>> begin DATA TO PROCESS
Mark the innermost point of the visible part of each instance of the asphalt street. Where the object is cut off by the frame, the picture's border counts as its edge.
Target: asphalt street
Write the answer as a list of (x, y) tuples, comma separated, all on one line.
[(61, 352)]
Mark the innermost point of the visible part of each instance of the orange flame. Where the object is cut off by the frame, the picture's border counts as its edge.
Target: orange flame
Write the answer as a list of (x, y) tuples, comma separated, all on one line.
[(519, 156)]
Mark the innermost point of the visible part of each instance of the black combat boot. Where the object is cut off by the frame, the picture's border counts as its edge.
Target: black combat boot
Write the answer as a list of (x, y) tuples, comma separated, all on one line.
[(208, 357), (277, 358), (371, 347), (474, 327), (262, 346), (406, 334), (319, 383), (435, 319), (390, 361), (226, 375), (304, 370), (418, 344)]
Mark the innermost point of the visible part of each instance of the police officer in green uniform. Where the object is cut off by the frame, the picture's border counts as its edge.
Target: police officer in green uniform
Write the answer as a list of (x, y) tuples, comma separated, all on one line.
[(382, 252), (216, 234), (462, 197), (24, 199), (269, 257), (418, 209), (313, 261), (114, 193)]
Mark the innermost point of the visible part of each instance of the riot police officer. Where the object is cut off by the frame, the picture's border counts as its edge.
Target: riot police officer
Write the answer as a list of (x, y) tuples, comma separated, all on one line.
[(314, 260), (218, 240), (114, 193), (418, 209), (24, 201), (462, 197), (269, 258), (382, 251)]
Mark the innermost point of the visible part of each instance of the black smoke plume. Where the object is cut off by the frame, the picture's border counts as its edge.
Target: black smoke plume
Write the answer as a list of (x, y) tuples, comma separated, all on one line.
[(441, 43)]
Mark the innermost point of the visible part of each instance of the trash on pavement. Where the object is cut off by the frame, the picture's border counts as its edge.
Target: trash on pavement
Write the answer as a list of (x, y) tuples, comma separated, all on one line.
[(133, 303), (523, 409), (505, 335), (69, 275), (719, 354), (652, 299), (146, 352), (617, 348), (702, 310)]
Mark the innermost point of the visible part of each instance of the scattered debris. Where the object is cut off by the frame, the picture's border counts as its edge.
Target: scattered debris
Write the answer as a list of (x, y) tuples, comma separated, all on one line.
>> end DATA TO PROCESS
Rewrite the listing above with every occurrence of "innermost point" changed to "most interior point", keeping everything else the same.

[SOLUTION FOR THIS EXERCISE]:
Mark the most interior point of the visible part of each instance of the asphalt street. Where the object is cut off by the frame, the picture's border counts as its edge.
Target: asphalt street
Write the answer as a list of (x, y) tuples, comma separated, all on one line.
[(61, 352)]
Mark the most interior point of the visible part of each instance of the orange flame. Where the object is cut off by the frame, the picture's border counts as its edge.
Target: orange flame
Write the answer as a list of (x, y) tuples, comma separated, all on one line.
[(519, 156)]
Mark the most interior point of the visible part of each instance of the black combat boot. Where the object is cut off by the frame, the picture's border counts as its edge.
Target: black combat boot
Write the answer as a list of (x, y) tuples, comma separated, all on one line.
[(208, 357), (277, 358), (371, 347), (474, 327), (262, 346), (406, 334), (319, 383), (435, 319), (390, 361), (226, 375), (304, 370), (418, 344)]
Mark the most interior point of the visible part of each instance of the police officer in green uniform. Where the object is cut off by the frame, the picture's border counts as its edge.
Target: police officer in green uniform
Write the answer as a list of (x, y) tuples, comma separated, all on one line.
[(382, 252), (216, 234), (462, 197), (24, 199), (269, 257), (418, 209), (313, 261), (114, 193)]
Mark the most interior point of the visible part of each instance of the riot police officer. Where the object is cut off by the frame, the picture's border counts as its edge.
Target: riot police officer
Write the answer as a list of (x, y) tuples, comma separated, all on one line.
[(314, 260), (218, 240), (114, 193), (418, 209), (24, 201), (462, 197), (269, 258), (382, 251)]
Mark the most interior point of the visible part of each instance of the black smoke plume. Where the object is cut off by the frame, the picture's border counts as its edge.
Target: black smoke plume
Write the answer as a list of (x, y) tuples, comma separated, all on one line.
[(441, 43)]
Mark the most interior point of the visible part of each instance of the trash on pavement. Where the object is cut off by the frame, the picture's border counts as its edge.
Target: trash on pavement
Write the answer as a list of (x, y) tuples, comma separated, all on one line.
[(133, 303), (523, 409), (505, 335), (69, 275), (719, 354), (652, 299), (146, 352), (617, 348), (702, 310)]
Mark the most interior point of the visible part of each instance of the scattered debris. Where the object is cut off by the frame, the picture's border counts as its edge.
Target: scattered debris
Write the answer as a list of (x, y) tuples, comma separated, all on one line.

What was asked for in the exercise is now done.